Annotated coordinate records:
▽

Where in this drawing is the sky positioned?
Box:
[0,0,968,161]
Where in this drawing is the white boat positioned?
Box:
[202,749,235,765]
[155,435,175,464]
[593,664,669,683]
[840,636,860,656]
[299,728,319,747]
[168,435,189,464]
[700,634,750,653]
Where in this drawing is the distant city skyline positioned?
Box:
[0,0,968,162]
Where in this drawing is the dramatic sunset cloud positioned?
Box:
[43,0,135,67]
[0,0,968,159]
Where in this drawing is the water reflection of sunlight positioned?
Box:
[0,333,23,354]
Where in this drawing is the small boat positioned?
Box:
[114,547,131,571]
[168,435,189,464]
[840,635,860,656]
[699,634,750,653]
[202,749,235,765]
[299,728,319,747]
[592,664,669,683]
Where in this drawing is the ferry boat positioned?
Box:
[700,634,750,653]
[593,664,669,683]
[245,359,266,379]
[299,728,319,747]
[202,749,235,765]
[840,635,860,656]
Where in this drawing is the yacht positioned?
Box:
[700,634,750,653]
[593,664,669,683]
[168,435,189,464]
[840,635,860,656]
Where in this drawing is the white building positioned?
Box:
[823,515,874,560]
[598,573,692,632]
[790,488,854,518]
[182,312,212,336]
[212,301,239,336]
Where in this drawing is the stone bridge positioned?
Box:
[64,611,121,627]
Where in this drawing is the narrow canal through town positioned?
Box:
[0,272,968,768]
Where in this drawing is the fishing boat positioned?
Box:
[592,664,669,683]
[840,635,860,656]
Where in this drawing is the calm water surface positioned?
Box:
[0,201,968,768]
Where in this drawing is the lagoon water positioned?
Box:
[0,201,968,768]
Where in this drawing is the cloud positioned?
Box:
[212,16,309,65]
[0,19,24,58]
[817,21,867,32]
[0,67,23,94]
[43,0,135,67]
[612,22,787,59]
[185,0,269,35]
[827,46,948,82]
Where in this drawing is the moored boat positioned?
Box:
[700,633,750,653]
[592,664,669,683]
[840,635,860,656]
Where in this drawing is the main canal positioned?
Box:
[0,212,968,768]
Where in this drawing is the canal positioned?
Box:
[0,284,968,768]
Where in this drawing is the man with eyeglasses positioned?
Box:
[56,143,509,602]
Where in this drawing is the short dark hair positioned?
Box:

△

EXERCISE INSTRUCTIONS: Please rewrite the records from the line containing "Where in this drawing is the fishing" up to and including the final line, keeping all wording as is but scaling every box coordinate by 1.4 and rounding each result to a whole number, with halves rounded up.

RESPONSE:
Where in this drawing is the fishing boat positioned?
Box:
[829,930,937,956]
[1176,889,1204,918]
Where in this drawing is the calm water surface positioned?
Box:
[0,281,1355,1075]
Where in this drawing is the lagoon water positioned?
Box:
[0,281,1355,1075]
Where in this drawing is the cloud positioned?
Box:
[297,22,433,91]
[0,27,34,81]
[1144,29,1214,45]
[0,94,32,132]
[60,0,189,94]
[857,31,1102,83]
[259,0,377,49]
[1158,64,1327,115]
Where in this drawing is the moored boat positioned?
Box:
[980,886,1050,914]
[829,930,937,956]
[1176,889,1204,918]
Where in this drawing is the main canal positioned?
Box:
[0,297,1355,1075]
Where in this drawing is the canal positioned?
Box:
[0,398,1355,1075]
Where in this drawing is the man with eyeglasses positioned?
Box:
[78,200,713,843]
Where in this drawing is the short dark hair positioned?
Box:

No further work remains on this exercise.